* _TASK DETAILS_
Each line of data below is to be returned exactly, leaving out any picture.

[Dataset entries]
....
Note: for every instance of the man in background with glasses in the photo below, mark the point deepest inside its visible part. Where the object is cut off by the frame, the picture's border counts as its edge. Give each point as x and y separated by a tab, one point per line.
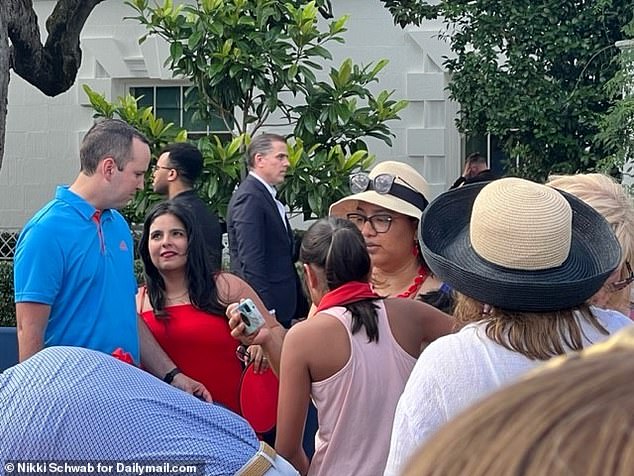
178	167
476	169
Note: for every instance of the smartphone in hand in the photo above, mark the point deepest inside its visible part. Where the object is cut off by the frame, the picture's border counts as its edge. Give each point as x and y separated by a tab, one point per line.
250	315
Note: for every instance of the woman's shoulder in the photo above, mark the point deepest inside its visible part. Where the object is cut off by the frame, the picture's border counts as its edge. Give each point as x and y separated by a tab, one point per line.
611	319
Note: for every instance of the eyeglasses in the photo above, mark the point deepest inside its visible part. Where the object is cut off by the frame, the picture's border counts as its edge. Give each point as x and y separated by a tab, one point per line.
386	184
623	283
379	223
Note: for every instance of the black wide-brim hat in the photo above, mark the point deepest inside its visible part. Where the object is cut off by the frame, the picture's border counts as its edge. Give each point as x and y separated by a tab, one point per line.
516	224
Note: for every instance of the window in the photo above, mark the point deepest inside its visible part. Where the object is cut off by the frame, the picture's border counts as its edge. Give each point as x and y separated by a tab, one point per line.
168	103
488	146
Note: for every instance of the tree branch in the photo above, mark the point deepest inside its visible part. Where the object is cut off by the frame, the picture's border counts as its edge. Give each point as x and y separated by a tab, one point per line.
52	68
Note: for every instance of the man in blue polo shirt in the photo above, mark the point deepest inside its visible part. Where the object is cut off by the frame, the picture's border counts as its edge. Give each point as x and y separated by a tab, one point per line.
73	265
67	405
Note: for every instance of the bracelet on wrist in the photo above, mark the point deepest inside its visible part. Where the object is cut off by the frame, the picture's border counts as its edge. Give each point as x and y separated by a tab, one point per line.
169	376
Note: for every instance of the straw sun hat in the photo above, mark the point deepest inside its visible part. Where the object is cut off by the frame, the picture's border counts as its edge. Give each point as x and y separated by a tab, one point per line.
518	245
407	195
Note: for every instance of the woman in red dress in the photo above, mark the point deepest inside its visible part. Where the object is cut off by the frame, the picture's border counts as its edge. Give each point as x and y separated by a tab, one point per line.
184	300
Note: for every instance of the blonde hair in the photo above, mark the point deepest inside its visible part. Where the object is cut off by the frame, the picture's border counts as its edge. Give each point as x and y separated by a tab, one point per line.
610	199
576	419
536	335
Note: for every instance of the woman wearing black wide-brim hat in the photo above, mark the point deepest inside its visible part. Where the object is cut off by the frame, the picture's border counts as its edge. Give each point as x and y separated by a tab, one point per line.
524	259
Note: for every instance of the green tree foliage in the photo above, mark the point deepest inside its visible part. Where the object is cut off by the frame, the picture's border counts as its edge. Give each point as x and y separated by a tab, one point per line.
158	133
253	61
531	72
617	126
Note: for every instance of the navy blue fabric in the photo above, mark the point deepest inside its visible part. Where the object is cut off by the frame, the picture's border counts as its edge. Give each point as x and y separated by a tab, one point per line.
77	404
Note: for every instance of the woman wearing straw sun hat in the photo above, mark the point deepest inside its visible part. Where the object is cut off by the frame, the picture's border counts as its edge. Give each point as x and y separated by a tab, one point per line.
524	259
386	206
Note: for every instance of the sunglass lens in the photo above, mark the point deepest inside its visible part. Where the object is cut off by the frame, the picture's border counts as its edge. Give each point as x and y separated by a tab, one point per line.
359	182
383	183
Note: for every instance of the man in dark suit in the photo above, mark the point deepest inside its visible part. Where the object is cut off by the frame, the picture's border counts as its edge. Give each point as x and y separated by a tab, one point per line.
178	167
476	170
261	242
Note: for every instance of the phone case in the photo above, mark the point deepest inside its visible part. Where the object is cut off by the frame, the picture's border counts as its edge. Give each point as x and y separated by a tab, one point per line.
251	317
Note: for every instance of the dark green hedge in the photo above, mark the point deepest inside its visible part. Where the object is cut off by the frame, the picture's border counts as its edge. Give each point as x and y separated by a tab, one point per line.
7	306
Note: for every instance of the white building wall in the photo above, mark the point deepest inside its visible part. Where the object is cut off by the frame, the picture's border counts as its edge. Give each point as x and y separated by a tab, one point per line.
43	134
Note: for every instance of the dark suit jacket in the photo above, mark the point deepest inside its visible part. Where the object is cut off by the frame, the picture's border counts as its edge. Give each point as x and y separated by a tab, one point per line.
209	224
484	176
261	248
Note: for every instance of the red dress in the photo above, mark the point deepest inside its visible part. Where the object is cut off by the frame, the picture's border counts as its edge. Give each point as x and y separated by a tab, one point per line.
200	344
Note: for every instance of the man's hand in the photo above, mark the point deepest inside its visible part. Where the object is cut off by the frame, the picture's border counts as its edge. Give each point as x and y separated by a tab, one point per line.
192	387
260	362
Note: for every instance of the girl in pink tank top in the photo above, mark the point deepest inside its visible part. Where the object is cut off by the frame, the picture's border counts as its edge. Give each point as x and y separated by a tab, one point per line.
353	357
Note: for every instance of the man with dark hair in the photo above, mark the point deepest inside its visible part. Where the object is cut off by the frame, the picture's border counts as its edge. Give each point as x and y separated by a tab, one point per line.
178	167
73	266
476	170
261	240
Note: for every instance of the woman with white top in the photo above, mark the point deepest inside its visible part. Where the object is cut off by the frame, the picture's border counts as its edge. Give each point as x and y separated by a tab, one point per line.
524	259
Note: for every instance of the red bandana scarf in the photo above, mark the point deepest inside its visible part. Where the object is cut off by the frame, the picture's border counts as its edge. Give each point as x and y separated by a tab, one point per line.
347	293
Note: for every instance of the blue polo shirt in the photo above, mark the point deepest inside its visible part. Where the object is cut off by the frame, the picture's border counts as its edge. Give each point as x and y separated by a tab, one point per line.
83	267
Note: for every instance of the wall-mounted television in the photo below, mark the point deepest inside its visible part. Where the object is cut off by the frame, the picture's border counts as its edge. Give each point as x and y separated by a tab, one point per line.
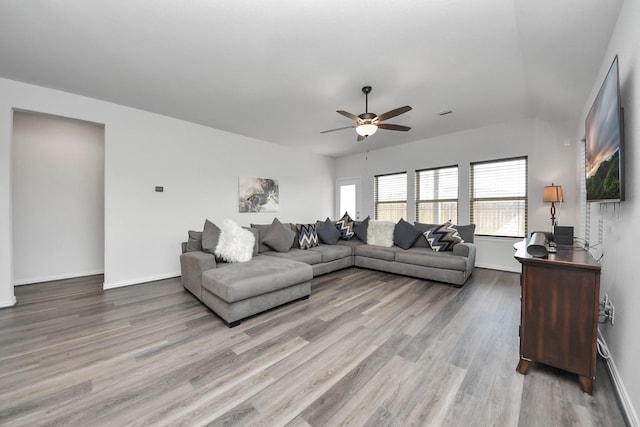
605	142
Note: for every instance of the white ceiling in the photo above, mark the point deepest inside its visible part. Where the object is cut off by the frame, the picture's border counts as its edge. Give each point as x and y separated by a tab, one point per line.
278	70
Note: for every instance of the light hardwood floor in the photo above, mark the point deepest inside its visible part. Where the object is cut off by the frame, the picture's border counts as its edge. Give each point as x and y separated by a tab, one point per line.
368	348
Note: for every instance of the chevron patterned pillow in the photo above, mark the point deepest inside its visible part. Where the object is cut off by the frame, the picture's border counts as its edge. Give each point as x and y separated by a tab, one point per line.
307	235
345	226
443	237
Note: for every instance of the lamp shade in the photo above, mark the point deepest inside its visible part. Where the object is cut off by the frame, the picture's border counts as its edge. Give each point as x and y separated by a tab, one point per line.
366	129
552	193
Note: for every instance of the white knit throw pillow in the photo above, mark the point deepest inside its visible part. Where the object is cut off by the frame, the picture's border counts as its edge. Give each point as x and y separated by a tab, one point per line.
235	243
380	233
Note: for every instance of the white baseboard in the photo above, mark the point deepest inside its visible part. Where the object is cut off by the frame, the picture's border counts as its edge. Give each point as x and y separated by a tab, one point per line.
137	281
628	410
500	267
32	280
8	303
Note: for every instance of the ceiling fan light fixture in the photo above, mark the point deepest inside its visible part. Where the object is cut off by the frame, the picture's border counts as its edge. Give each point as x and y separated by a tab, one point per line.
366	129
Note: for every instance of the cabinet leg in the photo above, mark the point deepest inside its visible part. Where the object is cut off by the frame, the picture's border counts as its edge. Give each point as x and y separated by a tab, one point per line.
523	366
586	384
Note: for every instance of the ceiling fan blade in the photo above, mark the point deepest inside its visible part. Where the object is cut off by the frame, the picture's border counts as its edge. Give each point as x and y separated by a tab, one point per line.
....
* _RESPONSE BELOW_
Note: for every instance of the man in background with glasses in the photo below, mark the point deepest inside its visible part. Where the object is cut off by the frame, the picture's border counts as its edge. Give each point as x and y separated by a tab, one point per line.
178	167
476	169
Note: for every instance of the smartphone in hand in the photo above, mark the point deepest inside its visible part. Where the object is cut off by the frame, the picture's border counts as its edge. Give each point as x and y separated by a tab, one point per line.
250	315
Note: for every instance of the woman's shoulder in the photo above, mark the point deepest inside its visible part. Where the object is cut off by the frame, the picture's border counts as its edge. Give each point as x and y separated by a tab, one point per line.
611	319
Note: for every instance of the eyeglasses in the photo above, mark the point deepest inside its visible part. Where the object is cut off by the frame, the picture's border counts as its edge. Give each point as x and y separated by a tab, one point per line.
386	184
623	283
379	223
Note: for every instance of the black wide-brim hat in the photo above, mark the point deepest inside its visible part. Where the object is cut off by the frame, the picture's border counts as its edge. Give each point as x and y separated by a tab, one point per line.
516	224
Note: for every instance of the window in the photo above, mark the point deepest inside its visible part. Where the object is cut off by the frame, the picture's border counts as its edge. Give each point as x and y separated by a tab, one point per line.
168	103
488	146
Note: for every instance of the tree branch in the photo above, mark the point deepest inside its visible part. Where the object is cut off by the frame, the picture's border counts as its edge. Give each point as x and y separated by a tab, one point per line.
52	68
Note: for every instance of the man in blue polo shirt in the photo above, mark the point deepest inside its visible part. Where the object is cut off by the frame, the picture's border counts as its edge. Give each point as x and y separated by a tab, one point per line.
73	265
67	405
Note: for every instance of the bracelet on wrist in the photo above, mark the point deepest inside its visible part. Where the object is cut off by the frame, the picture's border counts as its edge. Give each point as x and y separated by a tab, one point per line.
169	376
Note: for every instance of the straw sun hat in the photo above, mark the point deepest inside its visible part. Where the object is cut off by the frame, the picture's border counts as its edge. Give each point as x and y separated by a tab, one point per line.
518	245
407	195
Note: for every instance of the woman in red dress in the photo above, mark the point deepest inside its visible part. Where the object is cut off by the frame, the picture's border counts as its edge. Give each point as x and y separated by a tab, one point per line.
184	300
Note: for every instance of the blonde hair in the photo above, mark the point deepest inside its visible part. Where the object is cut off by the frame, the picture's border counts as its edge. Give each point as x and y separated by a tab, one point per line.
610	199
576	419
536	335
Note: for every instance of the woman wearing black wide-brim hat in the photo above, mark the point deepest inside its visible part. Where the object is cut off by the frame, the picture's border counts as its edge. Give each point as x and y separated by a tab, one point per line.
524	259
Note: for every instance of the green tree foliage in the photo above, mark the point deepest inside its visible part. Where the object is cut off by the frame, the picture's border counts as its edge. Give each point as x and y separated by a tab, one point per line.
158	133
253	61
531	72
617	126
Note: for every instance of the navy blue fabric in the photo above, mark the point deepest inside its visible part. Where the object is cut off by the frame, the picture's border counts as its edge. Give each point as x and y separated by a tab, one point per line.
77	404
Note: for every instance of the woman wearing straw sun hat in the photo above, mark the point deepest inside its visible part. Where the object is cut off by the frame, the picture's border counts as its edge. Give each point as x and y separated by a tab, one point per line.
524	259
386	206
Note: for every instance of the sunglass lens in the photo above, mark the point deepest inside its visible part. Where the object is cut off by the frame, the picture's border counts as its edge. Give each point as x and y separated by a tab, one point per line.
359	182
383	183
Note: for every instance of the man in dark suit in the photo above, mark the point deepest inside its visible part. Where the object is cut off by the frame, the picture's border counts as its edge. Give each point as x and y separated by a tab, one point per line.
178	167
476	170
261	242
Note: for every instance of the phone case in the photo above, mark the point deepest inside its visible part. Where the object is cut off by the frame, the picture's border counts as its edge. Give each point as x and y separated by a tab, one point per line.
251	317
Note: for every instance of the dark green hedge in the photo above, mark the point deepest inside its visible part. Where the object is cut off by the frame, the picture's border counts as its edge. Give each point as x and y separated by a tab, one point per line.
7	306
Note: for every instance of the white building wall in the photo above, mark the point deepest inside its visible part. Where the object is cut off by the frame, the picture's border counts as its edge. Give each point as x and y separated by a tab, one point per line.
43	134
Note: for every instance of the dark suit jacket in the photo above, mark the point deepest inside its visible part. Where the object is cut off by the frame, the picture's border counts as its edge. Give each point as x and y separated by a tab, one point per line.
209	224
484	176
261	248
Note: for every instance of the red dress in the photo above, mark the point deepest inside its visible part. Where the object is cut off by the frame, the picture's border counts as its edge. Give each point as x and y separated by a tab, one point per line.
200	344
Note: for every instance of the man's hand in the photo above, mark the point deepest inside its visible part. Where the object is cut off by the frame, the picture's border counts as its edge. Give each point as x and y separated by a tab, one point per line.
192	387
260	362
Note: for every instance of the girl in pink tank top in the photo above, mark the point deepest inside its visible part. Where the object is cut off by the frame, the picture's border counts as its edge. Give each point as x and y separated by a tab, one point per line.
353	357
Note: for every instance of the man with dark hair in the photo above, mark the point deepest inside its visible part. Where the object is cut off by the frame, the picture's border counts as its edge. Give each point as x and y separated by a tab, one point per line.
178	167
73	266
476	170
261	240
Note: for every instance of the woman with white top in the photo above, mark the point deepest inside its visible part. Where the object is cut off by the frame, the picture's border counts as its edge. Give each point as x and y separated by a tab, one point per line.
524	259
Note: for every instance of the red bandana scarf in the photo above, mark the point deepest inside its visible part. Where the object is cut off by the frame, the picture's border counts as its edge. Give each point as x and y separated by a tab, one point per line.
347	293
Note: for every instance of the blue polo shirt in the photo above, mark the point deepest inside its visible part. Where the object is cut off by the frame, the picture's border counts as its edge. Give each point as x and y separated by a tab, one point per line.
83	267
Note: for every instance of the wall-mounted television in the photo below, mark the point deepest inside its visible part. Where the object is cut off by the frame, the picture's border counts as its edge. Give each point as x and y separated by a tab, one point per line.
605	142
Note: for every instance of the white ceiling in the photo above, mark the point deepest inside its visible part. Where the object is cut off by the frame, the picture's border counts as its edge. Give each point as x and y separated by a tab, one point per line.
278	70
Note: for every instance of the light hardwood floor in the photo above, mark the point deepest inside its visible part. Where the object is cut off by the frame, the picture's border counts as its edge. Give each point as x and y separated by a tab, one point per line.
368	348
Note: for every instance of the chevron patterned pillow in the photo above, mark the point deepest inside its visible part. Where the object is cut off by the frame, the picture's border counts as its edge. Give each point as x and y separated by a tab, one point per line.
307	235
345	226
443	237
Note: for every instance of the lamp shade in the photo above, mark the point deepest inside its visible part. Where the object is cut off by the frame, the picture's border counts as its edge. Give each point as x and y separated by a tab, one point per line.
366	129
552	193
Note: for every instance of the white knit throw pillow in the photo above, mark the point deepest inside its visible part. Where the object is cut off by the frame, the picture's border counts as its edge. Give each point as x and y separated by a tab, one point per line.
235	243
380	233
Note: for every instance of the white baseboard in the photo above, mark the point deepest inside its visible part. Where the object is cut off by the frame, the picture's border counts as its edge. Give each point as x and y separated by a tab, one point per line.
137	281
628	410
500	267
32	280
8	303
Note: for every instance of the ceiling fan light fixture in the photo above, mark the point deepest inside its visible part. Where the object is cut off by the frame, the picture's border counts as its edge. Give each point as x and y separated by a tab, one point per line.
366	129
Note: for every instance of the cabinet leg in the photo above, mark the point deepest inside its visible part. Where the object is cut off by the frame, the picture's border counts as its edge. Give each point as x and y separated by a tab, one point per line.
523	366
586	384
Note: for every instance of the ceiling fan blade in the photo above, mark the point deepest inside its visible part. Where the object is cut off by the frame, the picture's border counts as its edge. Give each point as x and y separated by a tab, one point per line.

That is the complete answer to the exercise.